* _GIVEN RECORDS_:

***

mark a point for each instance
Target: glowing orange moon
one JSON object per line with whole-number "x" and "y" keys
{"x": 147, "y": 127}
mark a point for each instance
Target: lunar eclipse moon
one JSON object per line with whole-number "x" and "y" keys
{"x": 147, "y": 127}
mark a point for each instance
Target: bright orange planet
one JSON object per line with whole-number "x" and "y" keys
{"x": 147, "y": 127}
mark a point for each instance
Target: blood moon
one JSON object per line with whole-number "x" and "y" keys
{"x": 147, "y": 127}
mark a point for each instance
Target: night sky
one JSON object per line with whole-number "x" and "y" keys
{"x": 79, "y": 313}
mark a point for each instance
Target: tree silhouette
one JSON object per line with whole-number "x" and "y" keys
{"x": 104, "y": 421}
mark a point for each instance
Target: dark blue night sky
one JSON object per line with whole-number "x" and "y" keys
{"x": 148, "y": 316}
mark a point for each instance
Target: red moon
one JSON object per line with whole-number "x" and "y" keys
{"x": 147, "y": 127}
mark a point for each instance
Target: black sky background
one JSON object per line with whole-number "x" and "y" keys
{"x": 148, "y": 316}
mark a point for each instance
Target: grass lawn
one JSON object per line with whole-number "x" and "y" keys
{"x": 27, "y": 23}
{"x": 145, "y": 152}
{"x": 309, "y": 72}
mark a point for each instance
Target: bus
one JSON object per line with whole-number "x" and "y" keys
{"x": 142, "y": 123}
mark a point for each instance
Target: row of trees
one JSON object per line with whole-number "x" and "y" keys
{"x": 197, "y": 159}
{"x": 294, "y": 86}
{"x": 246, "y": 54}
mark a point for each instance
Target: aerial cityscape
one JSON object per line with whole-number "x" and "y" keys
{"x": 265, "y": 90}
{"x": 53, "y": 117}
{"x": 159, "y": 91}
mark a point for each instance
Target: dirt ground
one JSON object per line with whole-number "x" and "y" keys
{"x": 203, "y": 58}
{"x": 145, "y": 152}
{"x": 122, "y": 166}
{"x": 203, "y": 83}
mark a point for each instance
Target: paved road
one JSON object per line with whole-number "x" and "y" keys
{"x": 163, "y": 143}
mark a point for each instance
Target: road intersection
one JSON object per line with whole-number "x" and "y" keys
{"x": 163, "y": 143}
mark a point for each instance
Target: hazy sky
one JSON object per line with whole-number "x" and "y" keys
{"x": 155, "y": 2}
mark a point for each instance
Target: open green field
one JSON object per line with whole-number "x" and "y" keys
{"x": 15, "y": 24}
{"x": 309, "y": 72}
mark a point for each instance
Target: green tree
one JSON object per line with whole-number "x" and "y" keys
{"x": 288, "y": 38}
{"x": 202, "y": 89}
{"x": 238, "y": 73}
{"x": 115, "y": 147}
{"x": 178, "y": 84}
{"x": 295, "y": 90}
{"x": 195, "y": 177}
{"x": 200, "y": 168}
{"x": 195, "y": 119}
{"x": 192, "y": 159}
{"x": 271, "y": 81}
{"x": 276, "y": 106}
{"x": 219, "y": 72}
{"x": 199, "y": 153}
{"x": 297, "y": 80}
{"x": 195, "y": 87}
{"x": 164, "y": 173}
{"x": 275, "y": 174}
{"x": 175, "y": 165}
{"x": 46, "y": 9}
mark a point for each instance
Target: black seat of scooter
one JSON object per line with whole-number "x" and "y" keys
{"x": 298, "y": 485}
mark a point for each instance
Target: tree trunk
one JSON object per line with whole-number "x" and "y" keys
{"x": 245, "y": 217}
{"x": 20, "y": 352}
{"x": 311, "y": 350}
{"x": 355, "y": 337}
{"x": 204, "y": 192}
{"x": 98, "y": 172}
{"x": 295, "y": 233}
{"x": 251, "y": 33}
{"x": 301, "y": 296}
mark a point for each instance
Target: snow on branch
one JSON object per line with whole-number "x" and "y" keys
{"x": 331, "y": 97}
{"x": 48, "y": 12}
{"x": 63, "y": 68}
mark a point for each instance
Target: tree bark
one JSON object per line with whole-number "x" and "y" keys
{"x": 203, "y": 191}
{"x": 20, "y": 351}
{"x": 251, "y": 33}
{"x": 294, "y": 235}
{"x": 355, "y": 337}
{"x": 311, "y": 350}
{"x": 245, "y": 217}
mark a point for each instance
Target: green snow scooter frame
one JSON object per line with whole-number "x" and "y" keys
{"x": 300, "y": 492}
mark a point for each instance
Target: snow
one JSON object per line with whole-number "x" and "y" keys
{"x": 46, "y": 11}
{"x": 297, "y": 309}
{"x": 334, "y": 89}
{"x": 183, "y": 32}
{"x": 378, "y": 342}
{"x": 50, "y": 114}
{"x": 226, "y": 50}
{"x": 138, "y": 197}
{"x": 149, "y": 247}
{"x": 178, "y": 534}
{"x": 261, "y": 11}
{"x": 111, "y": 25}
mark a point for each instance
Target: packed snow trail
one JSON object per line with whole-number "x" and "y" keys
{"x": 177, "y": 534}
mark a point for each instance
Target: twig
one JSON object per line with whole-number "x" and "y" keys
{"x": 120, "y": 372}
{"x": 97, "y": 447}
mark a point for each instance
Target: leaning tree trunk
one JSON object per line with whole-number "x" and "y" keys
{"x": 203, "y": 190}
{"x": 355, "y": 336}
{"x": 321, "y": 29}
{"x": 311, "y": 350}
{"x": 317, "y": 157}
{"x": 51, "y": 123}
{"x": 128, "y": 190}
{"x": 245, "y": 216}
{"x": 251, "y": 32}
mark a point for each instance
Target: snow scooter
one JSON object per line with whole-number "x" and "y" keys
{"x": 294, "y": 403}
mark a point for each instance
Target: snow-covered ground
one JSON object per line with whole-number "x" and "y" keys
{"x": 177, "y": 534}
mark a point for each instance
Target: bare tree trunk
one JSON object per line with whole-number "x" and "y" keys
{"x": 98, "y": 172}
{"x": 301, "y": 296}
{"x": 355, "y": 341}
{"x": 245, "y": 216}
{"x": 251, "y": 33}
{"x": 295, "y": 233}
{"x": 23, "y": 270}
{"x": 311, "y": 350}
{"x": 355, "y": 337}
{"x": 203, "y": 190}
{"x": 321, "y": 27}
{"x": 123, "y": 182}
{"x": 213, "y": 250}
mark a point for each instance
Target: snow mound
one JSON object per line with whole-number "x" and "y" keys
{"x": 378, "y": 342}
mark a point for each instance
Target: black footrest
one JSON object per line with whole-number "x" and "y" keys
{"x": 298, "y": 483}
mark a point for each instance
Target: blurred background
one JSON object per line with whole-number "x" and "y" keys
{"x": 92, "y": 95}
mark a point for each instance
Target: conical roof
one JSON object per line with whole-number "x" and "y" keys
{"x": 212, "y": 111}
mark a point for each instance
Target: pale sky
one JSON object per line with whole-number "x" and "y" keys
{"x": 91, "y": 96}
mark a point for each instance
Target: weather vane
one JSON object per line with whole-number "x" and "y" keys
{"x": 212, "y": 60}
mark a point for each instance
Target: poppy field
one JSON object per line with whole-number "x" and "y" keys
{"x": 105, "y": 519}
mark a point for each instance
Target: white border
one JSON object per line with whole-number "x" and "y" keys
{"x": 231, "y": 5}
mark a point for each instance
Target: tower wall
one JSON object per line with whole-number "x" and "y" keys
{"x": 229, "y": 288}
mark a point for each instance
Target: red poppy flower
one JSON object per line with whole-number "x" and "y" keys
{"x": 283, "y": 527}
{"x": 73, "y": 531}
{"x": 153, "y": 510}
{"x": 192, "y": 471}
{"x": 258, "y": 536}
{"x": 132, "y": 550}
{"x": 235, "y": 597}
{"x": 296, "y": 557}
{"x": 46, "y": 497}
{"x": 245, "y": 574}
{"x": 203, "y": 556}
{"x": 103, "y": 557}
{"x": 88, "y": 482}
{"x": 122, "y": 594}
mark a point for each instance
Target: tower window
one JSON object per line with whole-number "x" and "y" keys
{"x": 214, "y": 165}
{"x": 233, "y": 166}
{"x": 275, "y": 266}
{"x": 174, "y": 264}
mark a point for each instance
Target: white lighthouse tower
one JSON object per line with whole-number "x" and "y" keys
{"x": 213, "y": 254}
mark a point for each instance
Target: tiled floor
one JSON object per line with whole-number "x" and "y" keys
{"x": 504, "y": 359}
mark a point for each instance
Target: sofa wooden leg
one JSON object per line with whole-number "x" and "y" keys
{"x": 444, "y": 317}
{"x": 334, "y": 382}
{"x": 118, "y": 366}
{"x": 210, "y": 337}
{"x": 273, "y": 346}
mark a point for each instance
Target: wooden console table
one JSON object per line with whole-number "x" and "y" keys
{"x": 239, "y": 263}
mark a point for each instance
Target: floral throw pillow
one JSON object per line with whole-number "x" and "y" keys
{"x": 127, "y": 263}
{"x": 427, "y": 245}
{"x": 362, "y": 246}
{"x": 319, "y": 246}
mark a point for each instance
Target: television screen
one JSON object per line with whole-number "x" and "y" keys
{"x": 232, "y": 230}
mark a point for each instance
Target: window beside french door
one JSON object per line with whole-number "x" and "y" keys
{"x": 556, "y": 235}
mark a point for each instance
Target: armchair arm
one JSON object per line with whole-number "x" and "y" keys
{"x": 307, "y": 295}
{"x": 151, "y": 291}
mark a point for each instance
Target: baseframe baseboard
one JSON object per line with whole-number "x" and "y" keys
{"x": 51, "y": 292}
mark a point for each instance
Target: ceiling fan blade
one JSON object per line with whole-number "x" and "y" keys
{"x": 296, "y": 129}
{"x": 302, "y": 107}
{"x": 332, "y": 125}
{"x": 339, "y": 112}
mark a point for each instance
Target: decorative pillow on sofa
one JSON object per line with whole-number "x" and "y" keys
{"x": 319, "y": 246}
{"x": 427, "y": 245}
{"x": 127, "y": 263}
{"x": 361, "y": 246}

***

Please pick out every line above that contains the word "sofa".

* _FULL OUTPUT_:
Target: sofa wooden leg
Target: decorative pillow on sofa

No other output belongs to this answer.